── Dataset extract ──

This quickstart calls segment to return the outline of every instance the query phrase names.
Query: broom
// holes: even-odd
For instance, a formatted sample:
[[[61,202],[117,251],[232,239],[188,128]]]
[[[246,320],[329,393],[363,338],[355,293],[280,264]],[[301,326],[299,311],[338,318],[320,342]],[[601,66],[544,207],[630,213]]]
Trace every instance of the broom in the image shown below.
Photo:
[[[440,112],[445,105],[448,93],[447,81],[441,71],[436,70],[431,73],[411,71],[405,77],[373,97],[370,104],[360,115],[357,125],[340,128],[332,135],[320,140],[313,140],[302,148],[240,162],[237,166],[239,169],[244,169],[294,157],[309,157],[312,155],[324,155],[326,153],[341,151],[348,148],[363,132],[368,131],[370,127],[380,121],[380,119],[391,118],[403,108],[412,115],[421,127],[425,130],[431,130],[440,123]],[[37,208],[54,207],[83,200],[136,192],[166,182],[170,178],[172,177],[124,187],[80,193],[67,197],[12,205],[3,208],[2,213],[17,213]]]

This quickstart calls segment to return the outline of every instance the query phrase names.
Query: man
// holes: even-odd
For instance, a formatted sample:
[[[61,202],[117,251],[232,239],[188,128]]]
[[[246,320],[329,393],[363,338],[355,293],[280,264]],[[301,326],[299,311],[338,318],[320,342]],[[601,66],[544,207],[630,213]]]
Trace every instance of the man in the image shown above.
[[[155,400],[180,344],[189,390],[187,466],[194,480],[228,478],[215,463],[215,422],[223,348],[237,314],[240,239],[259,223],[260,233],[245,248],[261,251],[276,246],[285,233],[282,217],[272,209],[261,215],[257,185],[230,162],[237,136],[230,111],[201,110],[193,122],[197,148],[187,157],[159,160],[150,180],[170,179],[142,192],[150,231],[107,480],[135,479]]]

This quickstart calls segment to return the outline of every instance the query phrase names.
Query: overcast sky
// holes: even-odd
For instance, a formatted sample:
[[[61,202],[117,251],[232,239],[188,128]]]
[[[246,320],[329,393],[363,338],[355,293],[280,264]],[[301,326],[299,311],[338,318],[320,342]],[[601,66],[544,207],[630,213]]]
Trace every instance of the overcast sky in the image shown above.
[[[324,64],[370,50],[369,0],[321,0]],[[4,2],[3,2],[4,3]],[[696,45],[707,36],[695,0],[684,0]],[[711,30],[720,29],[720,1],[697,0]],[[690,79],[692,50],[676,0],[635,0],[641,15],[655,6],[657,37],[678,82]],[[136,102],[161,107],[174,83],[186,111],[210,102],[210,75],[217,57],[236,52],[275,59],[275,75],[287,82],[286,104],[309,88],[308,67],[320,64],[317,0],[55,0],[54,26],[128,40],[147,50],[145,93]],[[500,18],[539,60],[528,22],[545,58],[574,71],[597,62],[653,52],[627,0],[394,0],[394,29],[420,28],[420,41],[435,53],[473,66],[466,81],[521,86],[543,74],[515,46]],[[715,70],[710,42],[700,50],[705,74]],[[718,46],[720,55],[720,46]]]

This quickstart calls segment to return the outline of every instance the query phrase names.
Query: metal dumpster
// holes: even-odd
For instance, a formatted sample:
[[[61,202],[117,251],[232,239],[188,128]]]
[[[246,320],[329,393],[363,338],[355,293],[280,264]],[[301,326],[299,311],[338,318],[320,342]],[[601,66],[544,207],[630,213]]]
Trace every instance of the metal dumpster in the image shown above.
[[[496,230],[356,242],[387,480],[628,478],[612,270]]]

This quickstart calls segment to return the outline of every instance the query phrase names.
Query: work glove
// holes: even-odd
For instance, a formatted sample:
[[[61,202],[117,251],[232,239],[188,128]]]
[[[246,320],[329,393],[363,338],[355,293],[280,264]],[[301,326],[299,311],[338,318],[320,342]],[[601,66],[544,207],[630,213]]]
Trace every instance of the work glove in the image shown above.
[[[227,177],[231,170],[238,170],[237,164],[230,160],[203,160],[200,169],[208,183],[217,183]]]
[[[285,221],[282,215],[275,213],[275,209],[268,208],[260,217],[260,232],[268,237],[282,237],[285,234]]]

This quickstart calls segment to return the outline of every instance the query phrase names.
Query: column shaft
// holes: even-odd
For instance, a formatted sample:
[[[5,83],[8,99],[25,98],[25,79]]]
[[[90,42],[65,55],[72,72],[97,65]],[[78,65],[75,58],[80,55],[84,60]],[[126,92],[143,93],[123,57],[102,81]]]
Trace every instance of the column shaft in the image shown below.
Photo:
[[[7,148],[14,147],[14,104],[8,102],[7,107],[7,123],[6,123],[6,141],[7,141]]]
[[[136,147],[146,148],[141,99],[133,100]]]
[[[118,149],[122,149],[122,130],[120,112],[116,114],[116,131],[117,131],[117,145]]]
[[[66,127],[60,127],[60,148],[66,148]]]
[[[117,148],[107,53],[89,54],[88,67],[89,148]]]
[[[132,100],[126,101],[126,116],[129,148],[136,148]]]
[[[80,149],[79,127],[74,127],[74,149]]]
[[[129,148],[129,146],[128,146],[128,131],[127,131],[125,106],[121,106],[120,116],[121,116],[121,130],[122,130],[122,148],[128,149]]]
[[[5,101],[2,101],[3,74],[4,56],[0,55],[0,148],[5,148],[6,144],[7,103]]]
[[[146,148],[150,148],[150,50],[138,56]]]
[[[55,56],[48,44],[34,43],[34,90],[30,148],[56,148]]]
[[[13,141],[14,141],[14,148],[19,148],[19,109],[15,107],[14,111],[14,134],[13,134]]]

───

_Exercise objective_. Go through the entries above and count the lines containing "below". Give the number only.

_The answer_. 2